Problem requirements: Exactly reproduce each entry, leaving out nothing.

Record extracts:
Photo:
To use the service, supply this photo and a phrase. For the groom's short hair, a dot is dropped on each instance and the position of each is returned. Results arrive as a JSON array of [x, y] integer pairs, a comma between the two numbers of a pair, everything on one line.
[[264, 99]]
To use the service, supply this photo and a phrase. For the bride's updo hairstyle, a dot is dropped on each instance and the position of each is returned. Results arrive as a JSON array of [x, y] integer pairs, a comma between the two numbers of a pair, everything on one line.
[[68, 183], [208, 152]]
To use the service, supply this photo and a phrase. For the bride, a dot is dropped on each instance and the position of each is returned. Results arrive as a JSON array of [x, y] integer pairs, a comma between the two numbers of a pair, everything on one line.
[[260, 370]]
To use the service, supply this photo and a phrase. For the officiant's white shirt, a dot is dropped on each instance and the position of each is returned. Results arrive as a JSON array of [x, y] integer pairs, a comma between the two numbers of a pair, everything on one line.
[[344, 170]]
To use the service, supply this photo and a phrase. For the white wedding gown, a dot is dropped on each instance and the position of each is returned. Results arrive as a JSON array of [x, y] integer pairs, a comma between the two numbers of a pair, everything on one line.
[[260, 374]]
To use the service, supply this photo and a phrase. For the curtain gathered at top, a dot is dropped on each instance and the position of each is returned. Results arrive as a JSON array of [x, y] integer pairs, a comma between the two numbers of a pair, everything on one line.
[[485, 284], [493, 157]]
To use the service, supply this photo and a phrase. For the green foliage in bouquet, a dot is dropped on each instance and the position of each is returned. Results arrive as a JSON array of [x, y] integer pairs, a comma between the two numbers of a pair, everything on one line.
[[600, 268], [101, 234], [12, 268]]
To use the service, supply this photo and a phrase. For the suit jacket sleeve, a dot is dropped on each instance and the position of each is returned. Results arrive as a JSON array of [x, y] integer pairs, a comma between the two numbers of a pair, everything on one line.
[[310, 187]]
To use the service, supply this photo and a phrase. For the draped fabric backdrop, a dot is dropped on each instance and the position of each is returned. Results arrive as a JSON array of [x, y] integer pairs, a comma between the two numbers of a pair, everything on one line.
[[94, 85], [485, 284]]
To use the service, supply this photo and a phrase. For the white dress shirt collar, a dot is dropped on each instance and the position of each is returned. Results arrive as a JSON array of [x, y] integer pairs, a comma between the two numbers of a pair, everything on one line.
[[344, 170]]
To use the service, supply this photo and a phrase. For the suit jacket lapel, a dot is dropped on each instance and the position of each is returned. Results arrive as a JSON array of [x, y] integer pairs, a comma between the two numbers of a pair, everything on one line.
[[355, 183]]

Problem solution:
Photo:
To use the service, supply this photo and a phrase. For the groom's short hair, a dot is dropped on each instance and the position of each is returned. Results arrive as a JSON array of [x, y] integer pairs, a comma between the two numbers of a pair, everything on one line.
[[264, 99]]
To use the service, supply this photo and a phrase. For the bride's updo hairstyle, a dot is dropped on each instance and the position of each is returned. Results arrive as a JSON array of [x, y] integer pairs, a comma between the two numbers of a pair, everything on one line.
[[68, 183], [208, 152]]
To use the service, supply this photo and a phrase. For the bride, a dot is dropped on each instance and the position of each is returned. Results arrive as a JSON array of [x, y] integer pairs, a comma between the two numbers of a pair, everything on one line.
[[260, 370]]
To use the service, supply this photo and a phrase. For the officiant's white shirt, a dot is dropped on each instance and the position of each is returned. Results arrive as a JSON array of [x, y] integer pairs, a comma between the two numbers of a pair, everything on one line.
[[344, 170]]
To use the service, supply this photo and a phrase. For the white wedding gown, a dot is dropped on each instance and the position of each is returned. Results arrive as a JSON array of [x, y] integer pairs, a comma between the two numbers of a pair, everything on one line.
[[260, 374]]
To use the service, supply this photo and a phrase. For the curtain gathered at top, a dot is dropped on each instance and the position of each is returned. Results arrive as a JSON array of [x, y] integer pairs, a comma between the two numbers of a pair, everything on one line.
[[485, 284], [493, 157]]
To use the service, supply this photo and a phrase. For the green foliage in bouquet, a dot is dropped on each instance and the position of each is returned. Results arrive as a JSON array of [x, y] integer pairs, a comma between the two numbers of a pair, everything on one line.
[[600, 268], [101, 234], [12, 268]]
To use the service, supply this photo and a phrase. For the suit jacket sleeve, a dot is dropped on each instance and the position of each is returned. Results arrive as a JSON array of [x, y] integer pairs, a comma between the two numbers of a pair, everything on one line.
[[310, 187]]
To use the service, supply this photo and a phrase. For the draped fabric backdrop, a dot is dropped on each instance and the position of each is returned. Results arrive as a JSON array of [x, y] integer pairs, a comma between the two numbers of a pair, everything on one line.
[[94, 85], [485, 284]]
To use the service, supply this photo and a phrase. For the white dress shirt collar, a dot is dropped on each instance and the position of each is returned. Results arrive as a JSON array of [x, y] integer pairs, a comma between the two numbers of a pair, everything on one line.
[[344, 170]]
To use the service, supply this photo and a phrase. For the suit jacket lapel, a dot is dropped on each instance and the position of each is returned. Results arrive as a JSON array of [x, y] integer pairs, a comma between the two numbers of a pair, everything on one line.
[[355, 183]]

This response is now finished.